===== Provided information =====

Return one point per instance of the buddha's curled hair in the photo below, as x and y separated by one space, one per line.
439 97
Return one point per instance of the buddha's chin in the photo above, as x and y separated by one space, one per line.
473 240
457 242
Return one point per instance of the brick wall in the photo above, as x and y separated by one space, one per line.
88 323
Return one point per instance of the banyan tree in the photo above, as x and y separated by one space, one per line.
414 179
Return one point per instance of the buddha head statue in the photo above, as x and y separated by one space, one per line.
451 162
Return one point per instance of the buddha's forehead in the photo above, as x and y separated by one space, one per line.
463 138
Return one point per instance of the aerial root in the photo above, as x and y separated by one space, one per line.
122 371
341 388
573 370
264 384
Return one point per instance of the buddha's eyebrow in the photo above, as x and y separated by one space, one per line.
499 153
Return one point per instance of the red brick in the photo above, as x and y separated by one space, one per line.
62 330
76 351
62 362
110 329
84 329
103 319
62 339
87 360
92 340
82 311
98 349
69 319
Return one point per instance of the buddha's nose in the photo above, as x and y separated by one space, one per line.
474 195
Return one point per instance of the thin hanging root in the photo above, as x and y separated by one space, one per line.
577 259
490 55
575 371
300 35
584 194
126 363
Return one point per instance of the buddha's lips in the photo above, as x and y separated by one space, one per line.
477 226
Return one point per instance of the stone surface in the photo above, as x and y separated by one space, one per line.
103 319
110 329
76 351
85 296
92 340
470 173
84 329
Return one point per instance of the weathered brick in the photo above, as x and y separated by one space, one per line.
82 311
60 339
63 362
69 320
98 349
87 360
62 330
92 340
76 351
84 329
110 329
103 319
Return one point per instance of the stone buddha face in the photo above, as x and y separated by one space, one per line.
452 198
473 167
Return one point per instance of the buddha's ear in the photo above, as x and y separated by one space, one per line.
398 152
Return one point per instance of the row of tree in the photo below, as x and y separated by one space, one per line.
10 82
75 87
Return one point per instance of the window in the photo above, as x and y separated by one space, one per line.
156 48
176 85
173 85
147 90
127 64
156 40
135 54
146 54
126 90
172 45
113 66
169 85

=====
===== Provided information =====

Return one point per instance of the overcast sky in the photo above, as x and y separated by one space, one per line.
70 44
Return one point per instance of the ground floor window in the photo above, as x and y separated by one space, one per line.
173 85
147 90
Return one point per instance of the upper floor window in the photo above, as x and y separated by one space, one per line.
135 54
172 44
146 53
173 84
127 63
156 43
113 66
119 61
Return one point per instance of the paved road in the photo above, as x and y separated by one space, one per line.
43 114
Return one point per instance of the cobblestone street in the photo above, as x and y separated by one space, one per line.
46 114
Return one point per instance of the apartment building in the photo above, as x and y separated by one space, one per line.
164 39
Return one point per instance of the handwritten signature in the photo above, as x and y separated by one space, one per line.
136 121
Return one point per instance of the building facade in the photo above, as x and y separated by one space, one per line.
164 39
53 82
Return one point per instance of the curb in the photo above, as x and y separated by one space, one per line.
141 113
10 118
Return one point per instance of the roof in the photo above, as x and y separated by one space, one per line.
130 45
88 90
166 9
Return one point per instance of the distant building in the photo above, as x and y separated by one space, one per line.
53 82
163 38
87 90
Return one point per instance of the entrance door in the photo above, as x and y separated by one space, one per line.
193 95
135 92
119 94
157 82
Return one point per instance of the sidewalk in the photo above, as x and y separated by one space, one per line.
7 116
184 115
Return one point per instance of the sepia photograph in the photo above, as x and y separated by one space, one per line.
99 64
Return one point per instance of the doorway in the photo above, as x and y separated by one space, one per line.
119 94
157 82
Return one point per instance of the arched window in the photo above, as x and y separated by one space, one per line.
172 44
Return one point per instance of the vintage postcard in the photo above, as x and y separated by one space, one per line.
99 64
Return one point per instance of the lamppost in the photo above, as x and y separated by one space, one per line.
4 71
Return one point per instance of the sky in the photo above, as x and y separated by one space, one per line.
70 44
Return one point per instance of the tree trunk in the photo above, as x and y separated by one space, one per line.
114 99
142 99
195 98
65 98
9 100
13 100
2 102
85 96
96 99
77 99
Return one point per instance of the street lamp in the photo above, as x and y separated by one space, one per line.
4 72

=====
===== Provided information =====

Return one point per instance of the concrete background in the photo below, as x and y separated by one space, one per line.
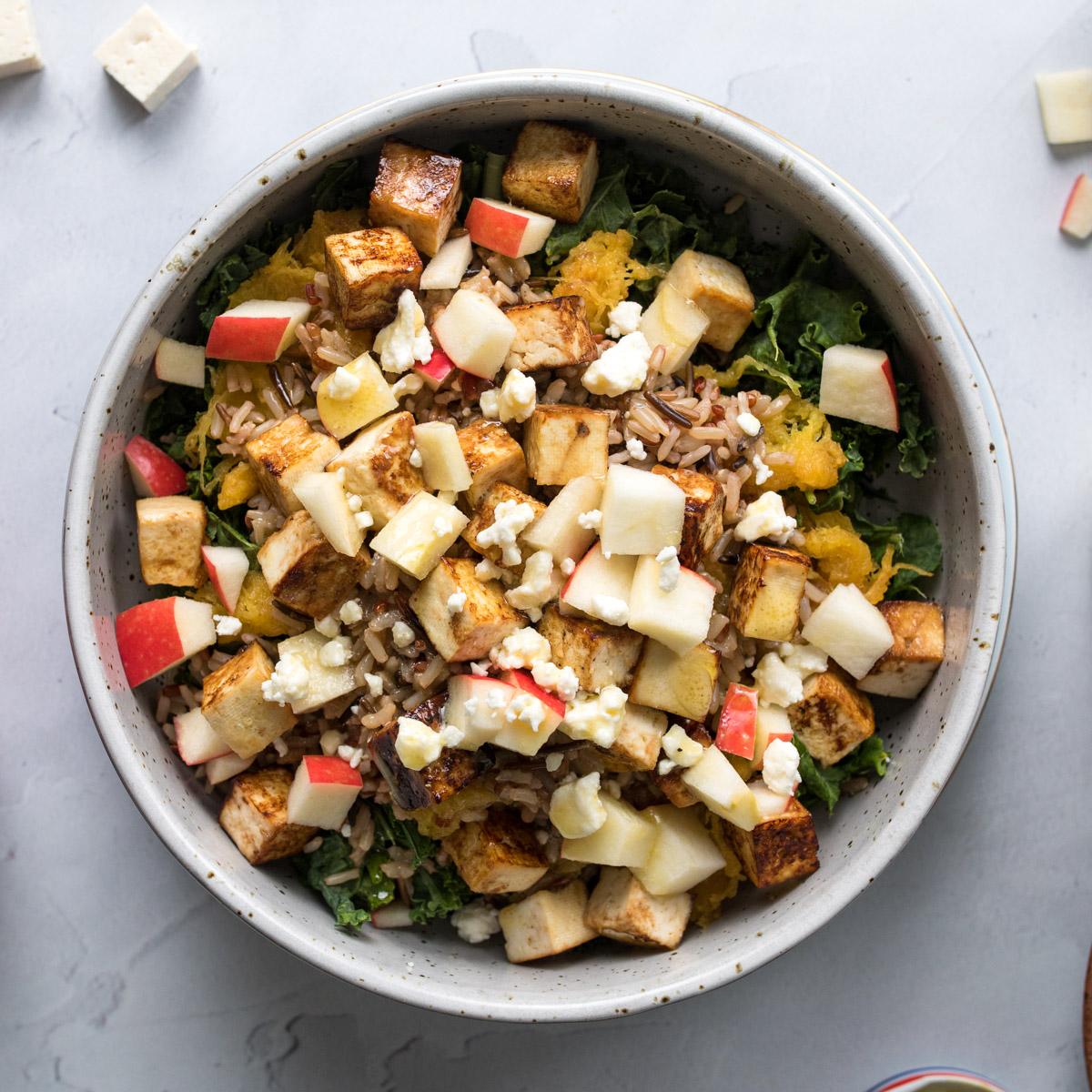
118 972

=====

* **The task**
Return each line above that contains the word "brick", copied in full.

* **Answer to the exercise**
Return one point per instance of the brick wall in the photo above, as x and y separated by one space, one per line.
Return one point per instance of the red brick in the photo above, as x and y separated by one space, one per line.
Return one point per instance of the weathered brick in the photo above, as x and y separated by one space, one per line.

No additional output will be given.